* [DOCUMENT SECTION]
Due to the termination of the Agreement and the related impairments, S2BN’s investment in the joint venture through its payment of 50 percent of the costs of the potential exhibit, has been fully impaired. An impairment charge of $197 thousand is reflected in Net loss attributable to non-controlling interest on the Condensed Consolidated Statements of Comprehensive Income (Loss) for the three and six months ended August 31, 2011.

During the portion of fiscal 2012 that the Agreement was in effect, the Company incurred expenditures for exhibition rights of $50 thousand and received $77 thousand in reimbursements from S2BN for its share of total development costs incurred to date.

Arts and Exhibitions International, LLC

On April 20, 2012, the Company’s Premier Exhibition Management LLC subsidiary and its wholly owned subsidiary, PEM Newco, LLC (“Newco”), entered into a purchase agreement with AEG Live LLC, AEG Exhibitions LLC, and Arts and Exhibitions International, LLC pursuant to which Newco purchased substantially all of the assets of Arts and Exhibitions International, LLC (“AEI”). The assets purchased include the rights and tangible assets relating to four currently touring exhibitions known as “King Tut II,” “Cleopatra,” “America I Am” and “Real Pirates.” The Company granted a 10% interest in Premier Exhibition Management LLC (“PEM”) to AEG Live valued at $4.8 million as part of this transaction. The Company used level 3 inputs based upon Financial Accounting Statement Board (“FASB”) Accounting Standards Codification 820, “Fair Value Measurements and Disclosures” (“ASC 820”) to value AEG Live’s interest in PEM. The Company projected the future discounted cash flow by projecting the statement of operations and the probability of achievement to determine the fair value of the assets. During the three and six months ended August 31, 2012, the net income related to the non-controlling interest in PEM was $214 thousand and $267 thousand, respectively.

* [EXERCISE A] Rewrite the disclosure excerpt between "Due to the termination" and "incurred to date.", inclusive, replacing "Agreement" with "Contract".
* [EXERCISE B] Write the next part of the disclosure excerpt, picking up right after its final sentence.
The entries after the disclosure excerpt aren't needed for any of this.

* [EXTRACTED ENTRIES]

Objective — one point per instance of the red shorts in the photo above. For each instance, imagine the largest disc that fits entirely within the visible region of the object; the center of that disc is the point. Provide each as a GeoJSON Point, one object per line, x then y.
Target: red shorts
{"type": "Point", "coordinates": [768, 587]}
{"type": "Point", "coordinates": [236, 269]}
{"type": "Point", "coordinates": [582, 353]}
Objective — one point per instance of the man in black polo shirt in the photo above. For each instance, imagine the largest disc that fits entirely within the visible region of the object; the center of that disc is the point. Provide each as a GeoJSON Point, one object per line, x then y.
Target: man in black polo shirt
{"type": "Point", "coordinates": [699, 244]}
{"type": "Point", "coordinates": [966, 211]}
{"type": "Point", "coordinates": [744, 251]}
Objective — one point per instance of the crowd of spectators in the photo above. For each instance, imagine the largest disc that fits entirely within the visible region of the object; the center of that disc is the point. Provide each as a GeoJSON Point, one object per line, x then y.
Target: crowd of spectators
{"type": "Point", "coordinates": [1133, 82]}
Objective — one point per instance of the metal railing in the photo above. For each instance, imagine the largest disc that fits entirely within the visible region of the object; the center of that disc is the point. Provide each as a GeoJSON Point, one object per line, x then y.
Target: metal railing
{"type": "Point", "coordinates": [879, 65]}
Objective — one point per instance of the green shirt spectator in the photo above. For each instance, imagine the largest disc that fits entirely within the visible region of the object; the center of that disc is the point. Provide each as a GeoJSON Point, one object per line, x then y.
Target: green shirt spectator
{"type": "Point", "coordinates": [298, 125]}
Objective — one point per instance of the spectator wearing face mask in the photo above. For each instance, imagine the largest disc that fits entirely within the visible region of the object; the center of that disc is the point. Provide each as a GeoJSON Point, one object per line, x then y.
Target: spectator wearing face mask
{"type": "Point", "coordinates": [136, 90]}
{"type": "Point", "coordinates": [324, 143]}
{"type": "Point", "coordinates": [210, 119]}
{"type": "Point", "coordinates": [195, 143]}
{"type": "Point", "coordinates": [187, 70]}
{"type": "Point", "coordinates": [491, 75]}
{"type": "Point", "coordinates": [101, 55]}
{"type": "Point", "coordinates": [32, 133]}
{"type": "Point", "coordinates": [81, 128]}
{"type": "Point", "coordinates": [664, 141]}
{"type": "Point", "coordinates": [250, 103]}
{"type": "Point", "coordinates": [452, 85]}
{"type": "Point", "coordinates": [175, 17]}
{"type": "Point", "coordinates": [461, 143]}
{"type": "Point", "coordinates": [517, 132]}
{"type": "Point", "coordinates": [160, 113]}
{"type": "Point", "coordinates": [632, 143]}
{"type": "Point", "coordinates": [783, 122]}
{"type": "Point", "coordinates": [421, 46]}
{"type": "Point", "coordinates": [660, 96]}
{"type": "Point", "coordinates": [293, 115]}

* [OUTPUT A]
Due to the termination of the Contract and the related impairments, S2BN’s investment in the joint venture through its payment of 50 percent of the costs of the potential exhibit, has been fully impaired. An impairment charge of $197 thousand is reflected in Net loss attributable to non-controlling interest on the Condensed Consolidated Statements of Comprehensive Income (Loss) for the three and six months ended August 31, 2011.

During the portion of fiscal 2012 that the Contract was in effect, the Company incurred expenditures for exhibition rights of $50 thousand and received $77 thousand in reimbursements from S2BN for its share of total development costs incurred to date.

* [OUTPUT B]
8. Legal Proceedings and Contingencies

Status of Salvor-in-Possession and Interim Salvage Award Proceedings

The Company has been party to a salvage case titled RMS Titanic, Inc. v. The Wrecked and Abandoned Vessel, et al., in rem for nearly 20 years. The Company has served as sole salvor-in-possession of the Titanic wreck site since 1994. On August 12, 2010, the U. S. District Court for the Eastern District of Virginia (the “District Court”) issued an opinion granting a salvage award to RMST based upon the Company’s work in recovering and conserving over three thousand artifacts from the wreck of Titanic during its expeditions conducted in 1993, 1994, 1996, 1998, 2000, and 2004 (the “Post 1987 Artifacts”). The Company was awarded 100 percent of the fair market value of the artifacts, which the District Court set at approximately $110 million. The District Court reserved the right to determine whether to pay the Company a cash award from proceeds derived from a judicial sale, or in the alternative, to issue the Company an in-specie award of title to the artifacts with certain covenants and conditions which would govern their maintenance and future disposition.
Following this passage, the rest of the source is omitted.